Your instructions -> Repeat every one of the following rows word for word, leaving out the pictures.

Supplied records ->
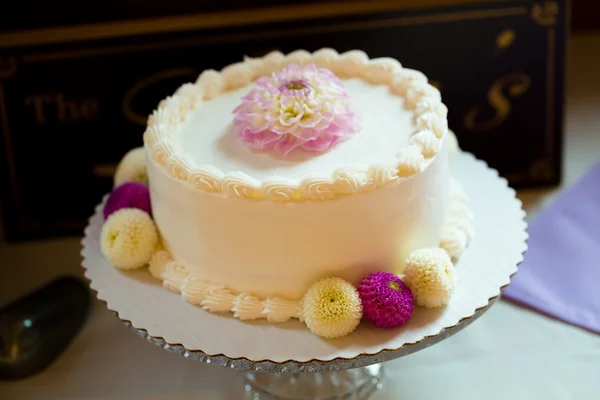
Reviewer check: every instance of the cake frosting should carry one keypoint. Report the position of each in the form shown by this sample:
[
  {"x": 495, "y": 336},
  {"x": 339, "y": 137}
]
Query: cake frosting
[{"x": 281, "y": 171}]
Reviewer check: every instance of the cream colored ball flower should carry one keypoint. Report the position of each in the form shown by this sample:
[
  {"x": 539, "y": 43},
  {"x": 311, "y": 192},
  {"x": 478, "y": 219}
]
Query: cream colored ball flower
[
  {"x": 331, "y": 308},
  {"x": 129, "y": 238},
  {"x": 132, "y": 168},
  {"x": 430, "y": 275}
]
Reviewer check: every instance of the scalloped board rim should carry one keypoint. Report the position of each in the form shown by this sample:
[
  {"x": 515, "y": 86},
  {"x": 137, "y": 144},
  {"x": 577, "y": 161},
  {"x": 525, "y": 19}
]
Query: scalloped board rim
[
  {"x": 505, "y": 234},
  {"x": 423, "y": 99}
]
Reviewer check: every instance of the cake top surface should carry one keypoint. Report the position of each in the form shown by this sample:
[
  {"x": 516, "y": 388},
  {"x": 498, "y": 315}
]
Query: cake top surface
[{"x": 306, "y": 126}]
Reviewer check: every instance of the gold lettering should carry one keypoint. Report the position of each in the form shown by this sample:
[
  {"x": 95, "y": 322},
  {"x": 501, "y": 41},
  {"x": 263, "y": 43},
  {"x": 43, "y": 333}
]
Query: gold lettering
[
  {"x": 515, "y": 84},
  {"x": 58, "y": 107},
  {"x": 130, "y": 95}
]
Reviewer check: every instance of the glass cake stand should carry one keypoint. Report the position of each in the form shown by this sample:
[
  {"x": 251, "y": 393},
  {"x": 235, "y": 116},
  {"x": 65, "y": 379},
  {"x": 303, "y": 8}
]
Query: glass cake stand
[{"x": 286, "y": 361}]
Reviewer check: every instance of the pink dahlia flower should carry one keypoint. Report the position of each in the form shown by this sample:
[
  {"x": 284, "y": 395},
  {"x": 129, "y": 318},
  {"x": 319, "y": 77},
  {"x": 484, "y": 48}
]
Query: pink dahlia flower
[
  {"x": 387, "y": 302},
  {"x": 300, "y": 106}
]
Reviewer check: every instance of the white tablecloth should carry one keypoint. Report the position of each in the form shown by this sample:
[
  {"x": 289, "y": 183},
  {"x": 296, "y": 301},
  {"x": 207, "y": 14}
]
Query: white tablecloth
[{"x": 509, "y": 353}]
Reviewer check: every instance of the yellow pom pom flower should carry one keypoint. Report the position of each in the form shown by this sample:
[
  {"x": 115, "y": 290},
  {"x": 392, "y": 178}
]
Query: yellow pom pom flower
[
  {"x": 132, "y": 168},
  {"x": 331, "y": 308},
  {"x": 430, "y": 275},
  {"x": 158, "y": 263},
  {"x": 129, "y": 238}
]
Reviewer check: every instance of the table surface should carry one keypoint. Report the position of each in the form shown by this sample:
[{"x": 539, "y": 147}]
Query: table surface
[{"x": 509, "y": 352}]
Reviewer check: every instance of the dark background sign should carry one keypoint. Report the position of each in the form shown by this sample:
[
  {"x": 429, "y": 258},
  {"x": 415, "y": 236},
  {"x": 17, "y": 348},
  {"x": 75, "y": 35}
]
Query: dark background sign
[{"x": 72, "y": 102}]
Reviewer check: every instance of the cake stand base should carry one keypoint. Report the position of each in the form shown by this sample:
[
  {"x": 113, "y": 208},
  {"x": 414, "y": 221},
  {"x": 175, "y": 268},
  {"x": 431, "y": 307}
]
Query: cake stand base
[{"x": 355, "y": 384}]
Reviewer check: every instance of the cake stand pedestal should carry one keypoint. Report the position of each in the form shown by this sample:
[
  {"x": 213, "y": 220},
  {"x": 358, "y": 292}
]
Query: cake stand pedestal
[{"x": 286, "y": 361}]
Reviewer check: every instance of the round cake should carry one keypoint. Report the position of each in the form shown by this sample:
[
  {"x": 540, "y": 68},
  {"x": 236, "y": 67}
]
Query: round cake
[{"x": 279, "y": 172}]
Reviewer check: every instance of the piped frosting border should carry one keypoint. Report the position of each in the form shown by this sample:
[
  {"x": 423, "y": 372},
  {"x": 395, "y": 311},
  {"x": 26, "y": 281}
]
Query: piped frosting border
[
  {"x": 457, "y": 234},
  {"x": 430, "y": 116}
]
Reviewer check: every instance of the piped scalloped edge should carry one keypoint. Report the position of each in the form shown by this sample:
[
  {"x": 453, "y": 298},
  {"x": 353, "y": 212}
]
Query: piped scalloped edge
[
  {"x": 430, "y": 116},
  {"x": 313, "y": 365}
]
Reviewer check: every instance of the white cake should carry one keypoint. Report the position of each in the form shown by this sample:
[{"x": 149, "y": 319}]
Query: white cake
[{"x": 248, "y": 230}]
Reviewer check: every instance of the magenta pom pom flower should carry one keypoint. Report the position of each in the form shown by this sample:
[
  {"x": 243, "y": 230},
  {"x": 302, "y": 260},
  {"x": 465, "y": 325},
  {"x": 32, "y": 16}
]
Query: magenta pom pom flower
[
  {"x": 300, "y": 106},
  {"x": 386, "y": 300},
  {"x": 128, "y": 195}
]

Problem solution ->
Reviewer check: every instance of the cake frosting should carry one keypoint. Report the position of each in the form shown by this sample:
[
  {"x": 495, "y": 336},
  {"x": 339, "y": 137}
]
Query: cake frosting
[{"x": 281, "y": 171}]
Reviewer check: every instance of the cream colored ball flower should carry one keypoint. Report the position of each in the form shown by this sample:
[
  {"x": 539, "y": 43},
  {"x": 311, "y": 192},
  {"x": 478, "y": 219}
]
Query: cream colored ball flower
[
  {"x": 331, "y": 308},
  {"x": 129, "y": 238},
  {"x": 132, "y": 168},
  {"x": 430, "y": 275}
]
Reviewer check: every instance of the scalloped board rim should carry one keypoint. Report the position of each in the form shown by this sample:
[
  {"x": 515, "y": 86},
  {"x": 137, "y": 144},
  {"x": 577, "y": 161},
  {"x": 525, "y": 19}
]
Query: scalloped board rim
[
  {"x": 505, "y": 234},
  {"x": 423, "y": 99}
]
Reviewer check: every instance of the cake top surface should carry one keypoint. Report the position of each in the form shown by this sample:
[
  {"x": 516, "y": 388},
  {"x": 498, "y": 315}
]
Query: cake top surface
[{"x": 306, "y": 126}]
Reviewer check: every instance of the gold lettering should carry one keypoint. Report the position of each in the form shown by this sample:
[
  {"x": 95, "y": 322},
  {"x": 501, "y": 41},
  {"x": 263, "y": 43},
  {"x": 43, "y": 333}
]
Query: gold lettering
[
  {"x": 515, "y": 84},
  {"x": 58, "y": 107},
  {"x": 130, "y": 95}
]
Reviewer check: every instance of the glass cake stand should carry one keypoint. Report the position of each in the form shown by this sample:
[
  {"x": 251, "y": 393},
  {"x": 235, "y": 116},
  {"x": 65, "y": 379},
  {"x": 303, "y": 8}
]
Query: glass cake stand
[{"x": 286, "y": 361}]
Reviewer check: every instance of the pink dahlia flower should carry one keypoint. Report the position of each in the form shown by this sample:
[
  {"x": 284, "y": 395},
  {"x": 129, "y": 318},
  {"x": 319, "y": 77},
  {"x": 484, "y": 48}
]
Query: pink dahlia flower
[
  {"x": 387, "y": 302},
  {"x": 300, "y": 106}
]
Reviewer check: every instance of the white tablecloth should carry one keypoint. Report the position of each in the form shown by this sample:
[
  {"x": 289, "y": 183},
  {"x": 296, "y": 301},
  {"x": 207, "y": 14}
]
Query: white tablecloth
[{"x": 509, "y": 353}]
Reviewer check: every instance of the yellow pom pom flower should carry one keypoint. Report the position of each in the form shown by this sample:
[
  {"x": 115, "y": 290},
  {"x": 392, "y": 178}
]
Query: yellow pom pom flower
[
  {"x": 132, "y": 168},
  {"x": 331, "y": 308},
  {"x": 430, "y": 275},
  {"x": 158, "y": 263},
  {"x": 129, "y": 238}
]
Reviewer check: every instance of the table surface should carry one keypoint. Report the position of each in the form shown by this sample:
[{"x": 539, "y": 147}]
Query: table surface
[{"x": 509, "y": 352}]
Reviewer check: every instance of the dark background sign should carry one keypoint. Report the position of each in the form shown by this sample:
[
  {"x": 429, "y": 258},
  {"x": 415, "y": 236},
  {"x": 17, "y": 348},
  {"x": 75, "y": 35}
]
Query: dark background sign
[{"x": 72, "y": 102}]
Reviewer check: every instance of the cake stand base should carry one keypoint. Report the position of each in the form shown by this sample:
[
  {"x": 113, "y": 208},
  {"x": 414, "y": 221},
  {"x": 175, "y": 268},
  {"x": 431, "y": 307}
]
Query: cake stand base
[{"x": 355, "y": 384}]
Reviewer check: every instance of the cake stand pedestal should carry one keypoint. Report the position of each in the form shown by this sample:
[
  {"x": 213, "y": 220},
  {"x": 358, "y": 292}
]
Query: cake stand pedestal
[{"x": 286, "y": 361}]
Reviewer check: every instance of the round cake should carry one keypoint. Report the position of each in the form shown by this sample:
[
  {"x": 540, "y": 68},
  {"x": 236, "y": 67}
]
Query: round cake
[{"x": 279, "y": 172}]
Reviewer check: every instance of the piped frosting border should carry one keypoint. Report the position of each in the form shown by this sample:
[
  {"x": 423, "y": 372},
  {"x": 395, "y": 311},
  {"x": 26, "y": 281}
]
Query: piped frosting border
[
  {"x": 457, "y": 234},
  {"x": 430, "y": 116}
]
Reviewer check: every instance of the piped scalloped edge should carry one keypoint. Report the position of each in the form shown by this sample:
[
  {"x": 453, "y": 298},
  {"x": 353, "y": 212}
]
Query: piped scalloped edge
[
  {"x": 430, "y": 116},
  {"x": 313, "y": 365}
]
Reviewer check: every instance of the white cake should carry one keypoint. Report the position of each in the form shown by this sample:
[{"x": 149, "y": 319}]
Query: white cake
[{"x": 248, "y": 230}]
Reviewer check: every instance of the magenta pom pom flower should carry one keypoint. Report the position of each in the form shown by this sample:
[
  {"x": 243, "y": 230},
  {"x": 302, "y": 260},
  {"x": 465, "y": 325},
  {"x": 32, "y": 16}
]
Query: magenta pom pom flower
[
  {"x": 300, "y": 106},
  {"x": 386, "y": 300},
  {"x": 128, "y": 195}
]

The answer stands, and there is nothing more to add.